- [Exercise requirements] Please reproduce the entries below exactly, line by line.

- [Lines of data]

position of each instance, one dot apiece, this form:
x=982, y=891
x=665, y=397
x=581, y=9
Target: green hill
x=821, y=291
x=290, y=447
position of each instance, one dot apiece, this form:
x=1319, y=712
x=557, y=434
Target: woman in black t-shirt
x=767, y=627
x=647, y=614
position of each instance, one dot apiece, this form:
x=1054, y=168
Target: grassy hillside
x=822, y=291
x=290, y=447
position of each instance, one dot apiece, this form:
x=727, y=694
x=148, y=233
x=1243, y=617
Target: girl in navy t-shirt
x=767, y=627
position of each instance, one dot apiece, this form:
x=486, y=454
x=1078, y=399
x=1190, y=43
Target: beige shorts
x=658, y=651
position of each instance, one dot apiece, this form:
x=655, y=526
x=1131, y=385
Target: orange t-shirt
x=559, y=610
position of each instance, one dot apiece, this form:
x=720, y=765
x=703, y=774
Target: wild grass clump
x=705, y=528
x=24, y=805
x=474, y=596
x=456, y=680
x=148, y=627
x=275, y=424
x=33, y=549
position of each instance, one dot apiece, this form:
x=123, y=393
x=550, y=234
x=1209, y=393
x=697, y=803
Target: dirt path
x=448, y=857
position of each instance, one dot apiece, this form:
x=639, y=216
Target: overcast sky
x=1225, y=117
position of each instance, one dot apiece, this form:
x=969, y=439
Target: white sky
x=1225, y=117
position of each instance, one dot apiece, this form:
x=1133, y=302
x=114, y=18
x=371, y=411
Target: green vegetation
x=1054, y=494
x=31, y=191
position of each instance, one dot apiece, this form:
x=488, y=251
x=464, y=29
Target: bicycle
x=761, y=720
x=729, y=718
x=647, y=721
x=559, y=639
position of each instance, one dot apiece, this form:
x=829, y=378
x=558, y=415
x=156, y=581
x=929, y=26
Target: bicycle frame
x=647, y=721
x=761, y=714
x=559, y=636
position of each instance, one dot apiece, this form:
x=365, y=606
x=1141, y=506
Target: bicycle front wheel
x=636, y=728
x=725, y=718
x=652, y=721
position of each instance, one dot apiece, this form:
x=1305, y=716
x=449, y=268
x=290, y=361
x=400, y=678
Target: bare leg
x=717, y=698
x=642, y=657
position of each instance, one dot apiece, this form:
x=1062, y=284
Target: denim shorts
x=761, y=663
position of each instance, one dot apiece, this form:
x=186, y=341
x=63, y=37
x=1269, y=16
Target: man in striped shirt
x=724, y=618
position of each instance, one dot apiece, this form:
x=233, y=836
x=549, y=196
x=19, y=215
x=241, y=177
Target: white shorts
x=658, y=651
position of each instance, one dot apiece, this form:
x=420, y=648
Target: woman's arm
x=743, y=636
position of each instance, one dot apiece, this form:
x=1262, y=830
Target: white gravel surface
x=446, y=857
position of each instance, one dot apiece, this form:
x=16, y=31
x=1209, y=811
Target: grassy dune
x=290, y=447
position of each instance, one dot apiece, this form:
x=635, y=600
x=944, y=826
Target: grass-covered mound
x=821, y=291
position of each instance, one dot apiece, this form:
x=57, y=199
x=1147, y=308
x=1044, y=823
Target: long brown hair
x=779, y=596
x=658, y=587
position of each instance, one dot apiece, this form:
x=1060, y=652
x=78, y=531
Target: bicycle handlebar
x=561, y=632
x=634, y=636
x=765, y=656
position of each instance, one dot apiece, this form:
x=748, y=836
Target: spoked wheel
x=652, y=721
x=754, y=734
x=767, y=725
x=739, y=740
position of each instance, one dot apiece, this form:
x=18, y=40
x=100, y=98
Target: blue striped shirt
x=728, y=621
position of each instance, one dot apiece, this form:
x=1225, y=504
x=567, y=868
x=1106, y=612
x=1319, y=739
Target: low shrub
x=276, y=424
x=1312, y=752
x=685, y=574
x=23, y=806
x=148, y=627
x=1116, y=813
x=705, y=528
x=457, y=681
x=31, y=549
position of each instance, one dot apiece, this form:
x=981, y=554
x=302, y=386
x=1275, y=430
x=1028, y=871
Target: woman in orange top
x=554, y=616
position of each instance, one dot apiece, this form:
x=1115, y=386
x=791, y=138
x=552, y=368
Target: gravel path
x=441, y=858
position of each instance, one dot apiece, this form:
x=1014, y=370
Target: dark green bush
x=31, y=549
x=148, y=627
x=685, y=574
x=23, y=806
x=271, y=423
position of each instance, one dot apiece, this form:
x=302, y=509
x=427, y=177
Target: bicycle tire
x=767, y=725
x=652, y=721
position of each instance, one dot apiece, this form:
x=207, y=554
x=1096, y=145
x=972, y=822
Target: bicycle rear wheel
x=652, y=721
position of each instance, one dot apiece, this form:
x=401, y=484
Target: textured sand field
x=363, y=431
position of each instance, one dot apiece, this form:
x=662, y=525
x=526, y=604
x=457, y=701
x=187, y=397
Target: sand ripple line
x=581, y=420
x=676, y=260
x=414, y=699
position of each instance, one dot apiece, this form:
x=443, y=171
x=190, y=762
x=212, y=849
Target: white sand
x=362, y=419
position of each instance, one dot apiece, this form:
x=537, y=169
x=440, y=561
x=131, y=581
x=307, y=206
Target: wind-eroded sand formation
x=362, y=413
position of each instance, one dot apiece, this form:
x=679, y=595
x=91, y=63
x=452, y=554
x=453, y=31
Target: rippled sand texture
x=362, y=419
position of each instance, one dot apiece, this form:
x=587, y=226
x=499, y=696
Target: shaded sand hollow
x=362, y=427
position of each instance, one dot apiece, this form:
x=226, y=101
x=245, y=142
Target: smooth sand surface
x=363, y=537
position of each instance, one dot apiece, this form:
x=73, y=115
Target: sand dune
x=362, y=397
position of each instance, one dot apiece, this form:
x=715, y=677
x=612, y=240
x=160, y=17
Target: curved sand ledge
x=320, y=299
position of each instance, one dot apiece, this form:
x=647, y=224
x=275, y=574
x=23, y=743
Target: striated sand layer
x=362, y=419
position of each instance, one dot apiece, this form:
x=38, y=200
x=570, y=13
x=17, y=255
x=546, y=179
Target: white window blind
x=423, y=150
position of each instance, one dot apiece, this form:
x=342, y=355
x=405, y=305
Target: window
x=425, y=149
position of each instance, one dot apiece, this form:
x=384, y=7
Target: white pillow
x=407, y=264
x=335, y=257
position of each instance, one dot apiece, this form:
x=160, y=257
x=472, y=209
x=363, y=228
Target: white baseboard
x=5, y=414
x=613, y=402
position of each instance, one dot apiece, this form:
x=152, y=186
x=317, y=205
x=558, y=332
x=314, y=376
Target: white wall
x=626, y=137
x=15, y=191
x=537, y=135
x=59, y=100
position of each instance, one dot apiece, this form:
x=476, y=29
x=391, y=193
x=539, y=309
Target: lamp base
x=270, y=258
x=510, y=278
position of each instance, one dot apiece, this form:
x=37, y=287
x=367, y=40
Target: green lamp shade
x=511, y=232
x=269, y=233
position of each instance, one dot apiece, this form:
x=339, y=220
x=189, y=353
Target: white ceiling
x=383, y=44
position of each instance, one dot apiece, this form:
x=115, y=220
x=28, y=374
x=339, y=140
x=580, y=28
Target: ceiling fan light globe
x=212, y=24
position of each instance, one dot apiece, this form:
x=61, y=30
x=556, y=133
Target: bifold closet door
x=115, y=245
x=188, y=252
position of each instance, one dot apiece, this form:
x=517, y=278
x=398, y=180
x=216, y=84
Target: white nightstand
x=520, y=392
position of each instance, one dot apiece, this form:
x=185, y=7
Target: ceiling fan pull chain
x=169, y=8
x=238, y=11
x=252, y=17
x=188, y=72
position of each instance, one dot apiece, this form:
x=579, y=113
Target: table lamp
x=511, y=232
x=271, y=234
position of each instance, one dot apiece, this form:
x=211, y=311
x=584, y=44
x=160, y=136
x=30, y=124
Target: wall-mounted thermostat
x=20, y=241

- [Response for this exercise]
position of each instance, one dot apiece, this form:
x=982, y=891
x=665, y=397
x=581, y=9
Target: green hill
x=821, y=291
x=290, y=447
position of each instance, one dot apiece, this form:
x=1319, y=712
x=557, y=434
Target: woman in black t-shirt
x=767, y=627
x=647, y=614
position of each instance, one dot apiece, this form:
x=1054, y=168
Target: grassy hillside
x=822, y=291
x=290, y=447
position of each instance, one dot apiece, this form:
x=727, y=694
x=148, y=233
x=1243, y=617
Target: girl in navy t-shirt
x=767, y=627
position of each instance, one dot apiece, this form:
x=486, y=454
x=1078, y=399
x=1190, y=43
Target: beige shorts
x=658, y=651
position of each instance, one dot apiece, this form:
x=655, y=526
x=1131, y=385
Target: orange t-shirt
x=559, y=610
position of each instance, one dot apiece, this form:
x=720, y=765
x=703, y=774
Target: wild grass clump
x=705, y=528
x=24, y=805
x=474, y=596
x=456, y=680
x=148, y=627
x=275, y=424
x=33, y=549
position of each instance, one dot apiece, this form:
x=123, y=393
x=550, y=234
x=1209, y=393
x=697, y=803
Target: dirt path
x=448, y=857
position of each instance, one dot apiece, this form:
x=639, y=216
Target: overcast sky
x=1225, y=117
position of each instance, one dot apiece, this form:
x=969, y=439
Target: white sky
x=1225, y=117
position of each instance, one dot apiece, this form:
x=1133, y=302
x=114, y=18
x=371, y=411
Target: green vegetation
x=1054, y=494
x=31, y=191
position of each instance, one dot apiece, this form:
x=488, y=251
x=464, y=29
Target: bicycle
x=761, y=720
x=729, y=718
x=647, y=721
x=559, y=639
position of each instance, one dot apiece, this form:
x=829, y=378
x=558, y=415
x=156, y=581
x=929, y=26
Target: bicycle frame
x=647, y=721
x=761, y=714
x=559, y=636
position of each instance, one dot apiece, this form:
x=365, y=606
x=1141, y=506
Target: bicycle front wheel
x=636, y=728
x=725, y=718
x=652, y=721
position of each instance, one dot apiece, this form:
x=1305, y=716
x=449, y=268
x=290, y=361
x=400, y=678
Target: bare leg
x=717, y=698
x=642, y=657
position of each instance, one dot apiece, this form:
x=1062, y=284
Target: denim shorts
x=761, y=663
position of each instance, one dot apiece, this form:
x=186, y=341
x=63, y=37
x=1269, y=16
Target: man in striped shirt
x=724, y=618
position of each instance, one dot apiece, this form:
x=233, y=836
x=549, y=196
x=19, y=215
x=241, y=177
Target: white shorts
x=658, y=651
position of each instance, one dot apiece, this form:
x=420, y=648
Target: woman's arm
x=743, y=636
position of each instance, one dot apiece, this form:
x=1262, y=830
Target: white gravel surface
x=446, y=857
position of each instance, one dot apiece, this form:
x=16, y=31
x=1209, y=811
Target: grassy dune
x=290, y=447
position of each instance, one dot apiece, this form:
x=635, y=600
x=944, y=826
Target: grass-covered mound
x=821, y=291
position of each instance, one dot apiece, this form:
x=57, y=199
x=1147, y=308
x=1044, y=823
Target: long brown hair
x=779, y=596
x=658, y=587
position of each instance, one dot apiece, this form:
x=1060, y=652
x=78, y=531
Target: bicycle handlebar
x=561, y=632
x=634, y=636
x=765, y=656
position of each instance, one dot apiece, this form:
x=748, y=836
Target: spoked wheel
x=652, y=721
x=754, y=734
x=767, y=725
x=739, y=740
position of each instance, one dot apiece, this form:
x=18, y=40
x=100, y=98
Target: blue striped shirt
x=728, y=621
position of each instance, one dot apiece, this form:
x=1225, y=504
x=567, y=868
x=1106, y=612
x=1319, y=739
Target: low shrub
x=276, y=424
x=1312, y=752
x=685, y=574
x=23, y=806
x=148, y=627
x=1116, y=813
x=705, y=528
x=457, y=681
x=31, y=549
position of each instance, one dot apiece, this form:
x=981, y=554
x=302, y=386
x=1275, y=430
x=1028, y=871
Target: woman in orange top
x=554, y=616
position of each instance, one dot apiece, this form:
x=1115, y=386
x=791, y=138
x=552, y=368
Target: gravel path
x=441, y=858
position of each instance, one dot apiece, this form:
x=1014, y=370
Target: dark green bush
x=31, y=549
x=148, y=627
x=685, y=574
x=23, y=806
x=271, y=423
position of each instance, one dot apiece, this form:
x=302, y=509
x=427, y=177
Target: bicycle tire
x=767, y=725
x=652, y=721
position of each instance, one dot apiece, this form:
x=207, y=554
x=1096, y=145
x=972, y=822
Target: bicycle rear wheel
x=652, y=721
position of each instance, one dot apiece, this form:
x=401, y=484
Target: textured sand field
x=363, y=431
position of each instance, one dot apiece, this form:
x=662, y=525
x=526, y=604
x=457, y=701
x=187, y=397
Target: sand ripple line
x=581, y=420
x=676, y=260
x=414, y=699
position of each instance, one dot apiece, this form:
x=443, y=171
x=190, y=762
x=212, y=849
Target: white sand
x=362, y=419
position of each instance, one dot apiece, this form:
x=537, y=169
x=440, y=561
x=131, y=581
x=307, y=206
Target: wind-eroded sand formation
x=362, y=413
position of each instance, one dot apiece, this form:
x=679, y=595
x=91, y=63
x=452, y=554
x=453, y=31
Target: rippled sand texture
x=362, y=419
position of each instance, one dot apiece, this form:
x=587, y=226
x=499, y=696
Target: shaded sand hollow
x=362, y=427
position of each instance, one dot apiece, this form:
x=226, y=101
x=245, y=142
Target: smooth sand surface
x=363, y=537
position of each instance, one dot apiece, this form:
x=73, y=115
Target: sand dune
x=362, y=397
position of each instance, one dot apiece, this form:
x=715, y=677
x=612, y=240
x=160, y=17
Target: curved sand ledge
x=320, y=299
position of each instance, one dot apiece, this form:
x=647, y=224
x=275, y=574
x=23, y=743
Target: striated sand layer
x=362, y=419
position of each instance, one dot apiece, this form:
x=38, y=200
x=570, y=13
x=17, y=255
x=546, y=179
Target: white window blind
x=423, y=150
position of each instance, one dot apiece, this form:
x=342, y=355
x=405, y=305
Target: window
x=425, y=149
position of each instance, one dot apiece, this form:
x=384, y=7
Target: white pillow
x=407, y=264
x=335, y=257
position of each instance, one dot apiece, this form:
x=160, y=257
x=472, y=209
x=363, y=228
Target: white baseboard
x=5, y=414
x=613, y=402
position of each instance, one dot apiece, this form:
x=152, y=186
x=317, y=205
x=558, y=332
x=314, y=376
Target: white wall
x=626, y=137
x=15, y=191
x=537, y=135
x=59, y=100
position of each instance, one dot apiece, this form:
x=476, y=29
x=391, y=193
x=539, y=309
Target: lamp base
x=270, y=258
x=510, y=278
position of each instance, one dot apiece, this form:
x=37, y=287
x=367, y=40
Target: green lamp shade
x=511, y=232
x=269, y=233
position of each instance, one dot apiece, this form:
x=339, y=220
x=189, y=353
Target: white ceiling
x=383, y=44
position of each instance, one dot apiece, this form:
x=115, y=220
x=28, y=374
x=339, y=140
x=580, y=28
Target: ceiling fan light globe
x=212, y=24
position of each instance, one dot apiece, this form:
x=61, y=30
x=556, y=133
Target: bifold closet door
x=115, y=245
x=188, y=252
position of each instance, one dot apiece, this form:
x=517, y=278
x=398, y=180
x=216, y=84
Target: white nightstand
x=520, y=392
position of each instance, one dot apiece, this form:
x=185, y=7
Target: ceiling fan pull chain
x=169, y=8
x=238, y=11
x=252, y=17
x=188, y=72
position of each instance, one dot apiece, this form:
x=579, y=113
Target: table lamp
x=511, y=232
x=271, y=234
position of each instance, one dot apiece, this form:
x=211, y=311
x=584, y=44
x=160, y=136
x=30, y=124
Target: wall-mounted thermostat
x=20, y=241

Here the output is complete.